-- WORK TO DO --
Find each line below that contains the word "wall" and copy those lines out.

== INFORMATION GIVEN

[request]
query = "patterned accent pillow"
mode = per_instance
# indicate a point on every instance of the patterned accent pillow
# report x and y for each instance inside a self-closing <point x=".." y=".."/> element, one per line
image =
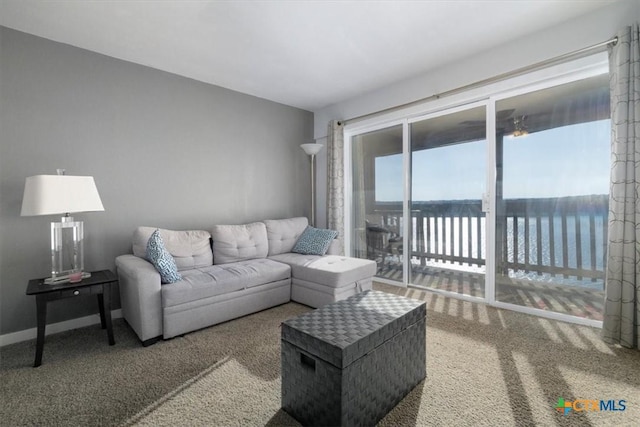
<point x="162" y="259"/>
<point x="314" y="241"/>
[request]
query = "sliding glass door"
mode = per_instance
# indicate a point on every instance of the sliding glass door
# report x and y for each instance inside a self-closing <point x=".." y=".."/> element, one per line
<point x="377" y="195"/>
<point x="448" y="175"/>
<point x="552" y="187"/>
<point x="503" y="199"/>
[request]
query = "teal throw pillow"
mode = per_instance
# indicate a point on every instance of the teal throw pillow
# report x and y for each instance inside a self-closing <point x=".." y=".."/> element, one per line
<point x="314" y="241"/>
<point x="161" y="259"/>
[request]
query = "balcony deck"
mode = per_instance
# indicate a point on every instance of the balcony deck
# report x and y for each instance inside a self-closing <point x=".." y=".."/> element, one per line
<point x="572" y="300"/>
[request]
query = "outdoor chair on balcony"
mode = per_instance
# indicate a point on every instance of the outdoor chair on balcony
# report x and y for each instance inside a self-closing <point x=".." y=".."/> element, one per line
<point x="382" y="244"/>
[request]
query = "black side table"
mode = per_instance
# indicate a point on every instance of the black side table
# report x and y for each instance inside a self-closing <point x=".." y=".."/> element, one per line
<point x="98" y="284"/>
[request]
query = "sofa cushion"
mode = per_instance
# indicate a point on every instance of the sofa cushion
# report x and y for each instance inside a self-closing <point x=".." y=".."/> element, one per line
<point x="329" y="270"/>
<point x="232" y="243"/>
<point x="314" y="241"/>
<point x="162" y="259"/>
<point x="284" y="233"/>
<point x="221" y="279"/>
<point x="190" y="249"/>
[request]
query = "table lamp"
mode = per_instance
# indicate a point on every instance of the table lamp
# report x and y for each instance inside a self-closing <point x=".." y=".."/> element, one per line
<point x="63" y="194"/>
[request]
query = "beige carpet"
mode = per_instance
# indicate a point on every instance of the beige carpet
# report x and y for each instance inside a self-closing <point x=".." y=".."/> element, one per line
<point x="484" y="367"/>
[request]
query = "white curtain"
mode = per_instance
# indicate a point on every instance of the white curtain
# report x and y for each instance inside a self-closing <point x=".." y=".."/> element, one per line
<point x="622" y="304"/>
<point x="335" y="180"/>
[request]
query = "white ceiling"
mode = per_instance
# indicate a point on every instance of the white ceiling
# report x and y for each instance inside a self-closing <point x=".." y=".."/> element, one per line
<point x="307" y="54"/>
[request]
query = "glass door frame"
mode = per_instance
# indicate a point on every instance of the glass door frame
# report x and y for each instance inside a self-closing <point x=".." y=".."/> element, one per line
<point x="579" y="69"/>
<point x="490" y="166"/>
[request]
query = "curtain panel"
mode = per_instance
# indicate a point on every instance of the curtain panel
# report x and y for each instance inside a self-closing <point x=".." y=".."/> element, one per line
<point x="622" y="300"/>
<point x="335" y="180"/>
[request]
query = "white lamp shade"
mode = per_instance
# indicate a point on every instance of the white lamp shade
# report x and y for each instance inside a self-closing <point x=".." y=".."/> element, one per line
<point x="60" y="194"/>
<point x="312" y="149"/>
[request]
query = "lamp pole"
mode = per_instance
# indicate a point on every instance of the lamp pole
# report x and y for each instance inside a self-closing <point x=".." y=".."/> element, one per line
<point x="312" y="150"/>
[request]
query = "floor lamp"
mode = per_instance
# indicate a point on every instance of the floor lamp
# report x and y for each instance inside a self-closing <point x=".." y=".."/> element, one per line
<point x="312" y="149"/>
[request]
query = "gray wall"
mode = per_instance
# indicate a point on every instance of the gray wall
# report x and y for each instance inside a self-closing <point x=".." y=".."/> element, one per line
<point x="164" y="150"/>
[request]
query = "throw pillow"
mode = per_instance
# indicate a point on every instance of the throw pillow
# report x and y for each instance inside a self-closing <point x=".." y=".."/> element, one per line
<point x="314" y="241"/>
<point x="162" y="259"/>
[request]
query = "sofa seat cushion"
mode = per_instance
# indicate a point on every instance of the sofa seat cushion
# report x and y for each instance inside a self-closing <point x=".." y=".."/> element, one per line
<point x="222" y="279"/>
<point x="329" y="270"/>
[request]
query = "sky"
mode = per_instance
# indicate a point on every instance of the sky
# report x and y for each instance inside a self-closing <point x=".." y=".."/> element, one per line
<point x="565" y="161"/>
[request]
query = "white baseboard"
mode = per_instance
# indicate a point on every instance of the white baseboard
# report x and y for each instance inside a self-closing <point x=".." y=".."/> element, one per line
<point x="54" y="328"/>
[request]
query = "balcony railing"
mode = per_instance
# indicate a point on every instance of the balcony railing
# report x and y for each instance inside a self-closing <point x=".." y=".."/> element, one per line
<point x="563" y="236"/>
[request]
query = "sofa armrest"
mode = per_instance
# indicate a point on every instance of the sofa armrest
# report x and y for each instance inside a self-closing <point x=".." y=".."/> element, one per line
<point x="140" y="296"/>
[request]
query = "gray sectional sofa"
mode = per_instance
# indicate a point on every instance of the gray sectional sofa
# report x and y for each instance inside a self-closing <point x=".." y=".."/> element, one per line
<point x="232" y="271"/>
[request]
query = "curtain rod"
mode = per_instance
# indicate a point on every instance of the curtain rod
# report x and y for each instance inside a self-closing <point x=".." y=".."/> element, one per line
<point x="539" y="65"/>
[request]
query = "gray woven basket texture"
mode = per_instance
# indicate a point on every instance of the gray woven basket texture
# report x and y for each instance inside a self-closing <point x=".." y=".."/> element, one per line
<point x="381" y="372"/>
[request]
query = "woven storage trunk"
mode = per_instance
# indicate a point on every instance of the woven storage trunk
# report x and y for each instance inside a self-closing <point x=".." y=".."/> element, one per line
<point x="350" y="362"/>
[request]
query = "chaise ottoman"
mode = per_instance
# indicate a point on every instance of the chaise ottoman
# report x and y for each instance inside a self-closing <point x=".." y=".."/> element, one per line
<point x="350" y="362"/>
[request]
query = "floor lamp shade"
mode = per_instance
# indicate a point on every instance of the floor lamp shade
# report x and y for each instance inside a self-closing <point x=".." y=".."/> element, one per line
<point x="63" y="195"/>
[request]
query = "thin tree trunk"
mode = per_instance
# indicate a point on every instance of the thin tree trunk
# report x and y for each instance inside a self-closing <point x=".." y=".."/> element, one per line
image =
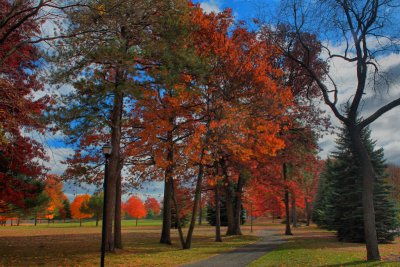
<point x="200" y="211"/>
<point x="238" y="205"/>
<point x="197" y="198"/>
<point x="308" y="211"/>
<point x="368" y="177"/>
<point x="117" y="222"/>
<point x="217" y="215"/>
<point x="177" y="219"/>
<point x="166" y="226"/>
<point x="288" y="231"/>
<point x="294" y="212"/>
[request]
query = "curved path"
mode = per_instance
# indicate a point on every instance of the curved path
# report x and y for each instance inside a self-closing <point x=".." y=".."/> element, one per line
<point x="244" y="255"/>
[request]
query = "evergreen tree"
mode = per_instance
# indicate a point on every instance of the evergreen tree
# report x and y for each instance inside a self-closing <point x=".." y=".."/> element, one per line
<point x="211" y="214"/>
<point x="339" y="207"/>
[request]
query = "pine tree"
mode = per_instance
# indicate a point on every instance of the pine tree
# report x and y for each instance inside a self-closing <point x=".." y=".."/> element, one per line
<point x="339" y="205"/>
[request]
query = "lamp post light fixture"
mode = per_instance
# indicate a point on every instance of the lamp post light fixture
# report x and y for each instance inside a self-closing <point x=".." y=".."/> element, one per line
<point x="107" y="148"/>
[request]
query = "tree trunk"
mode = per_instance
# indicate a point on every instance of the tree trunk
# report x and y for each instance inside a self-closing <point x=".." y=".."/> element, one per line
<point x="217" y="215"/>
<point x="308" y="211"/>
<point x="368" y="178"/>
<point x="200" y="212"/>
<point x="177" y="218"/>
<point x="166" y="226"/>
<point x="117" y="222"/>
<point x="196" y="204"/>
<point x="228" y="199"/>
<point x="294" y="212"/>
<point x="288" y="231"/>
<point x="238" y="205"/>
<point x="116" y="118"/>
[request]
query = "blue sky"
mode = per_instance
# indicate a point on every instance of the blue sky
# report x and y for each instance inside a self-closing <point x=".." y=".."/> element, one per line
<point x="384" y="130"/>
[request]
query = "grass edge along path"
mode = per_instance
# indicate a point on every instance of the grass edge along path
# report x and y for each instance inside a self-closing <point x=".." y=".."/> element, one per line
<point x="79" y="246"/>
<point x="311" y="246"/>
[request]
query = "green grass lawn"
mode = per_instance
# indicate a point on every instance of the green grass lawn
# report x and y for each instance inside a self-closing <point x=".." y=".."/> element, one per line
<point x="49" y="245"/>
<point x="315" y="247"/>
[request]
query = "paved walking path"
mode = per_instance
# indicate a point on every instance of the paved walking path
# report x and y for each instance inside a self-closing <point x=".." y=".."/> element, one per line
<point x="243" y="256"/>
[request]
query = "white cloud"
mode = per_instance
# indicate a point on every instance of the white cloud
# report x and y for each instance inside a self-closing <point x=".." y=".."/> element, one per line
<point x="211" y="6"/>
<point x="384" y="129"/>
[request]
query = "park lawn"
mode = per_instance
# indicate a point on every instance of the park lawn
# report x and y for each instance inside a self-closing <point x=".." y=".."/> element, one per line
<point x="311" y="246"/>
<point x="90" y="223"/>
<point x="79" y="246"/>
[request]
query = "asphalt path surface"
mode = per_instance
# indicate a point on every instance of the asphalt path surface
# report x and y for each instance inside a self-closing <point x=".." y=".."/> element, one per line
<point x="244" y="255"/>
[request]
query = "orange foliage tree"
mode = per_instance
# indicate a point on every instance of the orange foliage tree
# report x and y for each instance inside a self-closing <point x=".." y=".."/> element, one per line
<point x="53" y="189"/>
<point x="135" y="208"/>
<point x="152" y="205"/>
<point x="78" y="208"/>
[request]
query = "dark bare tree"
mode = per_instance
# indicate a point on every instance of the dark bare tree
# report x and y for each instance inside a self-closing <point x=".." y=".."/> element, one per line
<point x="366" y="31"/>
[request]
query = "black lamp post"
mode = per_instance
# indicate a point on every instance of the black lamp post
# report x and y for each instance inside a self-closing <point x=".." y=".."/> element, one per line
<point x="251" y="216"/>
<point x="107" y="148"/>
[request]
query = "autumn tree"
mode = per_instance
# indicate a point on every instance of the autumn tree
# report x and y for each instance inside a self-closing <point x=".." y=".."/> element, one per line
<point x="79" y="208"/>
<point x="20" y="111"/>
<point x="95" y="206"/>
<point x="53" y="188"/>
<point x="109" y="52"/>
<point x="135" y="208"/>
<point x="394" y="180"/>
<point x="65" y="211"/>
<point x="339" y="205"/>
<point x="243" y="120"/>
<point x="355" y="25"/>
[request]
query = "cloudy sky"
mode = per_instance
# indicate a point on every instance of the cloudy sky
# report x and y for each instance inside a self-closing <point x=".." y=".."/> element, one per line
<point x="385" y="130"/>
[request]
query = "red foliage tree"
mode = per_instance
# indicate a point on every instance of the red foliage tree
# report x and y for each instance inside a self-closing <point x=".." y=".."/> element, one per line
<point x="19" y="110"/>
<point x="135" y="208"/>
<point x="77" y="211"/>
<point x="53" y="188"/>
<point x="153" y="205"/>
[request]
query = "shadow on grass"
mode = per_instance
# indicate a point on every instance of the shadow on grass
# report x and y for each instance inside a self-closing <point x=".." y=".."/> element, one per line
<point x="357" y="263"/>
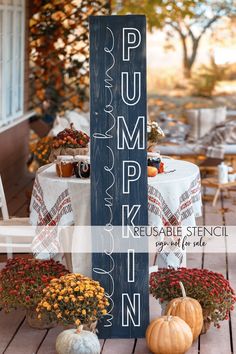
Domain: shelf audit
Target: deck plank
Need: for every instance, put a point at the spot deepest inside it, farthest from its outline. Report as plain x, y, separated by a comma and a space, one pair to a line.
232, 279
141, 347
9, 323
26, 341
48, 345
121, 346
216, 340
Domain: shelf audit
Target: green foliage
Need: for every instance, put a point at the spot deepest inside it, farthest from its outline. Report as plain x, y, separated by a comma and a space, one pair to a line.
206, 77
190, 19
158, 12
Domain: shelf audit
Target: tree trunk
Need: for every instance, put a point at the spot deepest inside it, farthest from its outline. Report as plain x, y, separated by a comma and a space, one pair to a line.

====

-- RESULT FOR THIS TASK --
query = "gray wall"
# indicate a point on every instance of the gray wall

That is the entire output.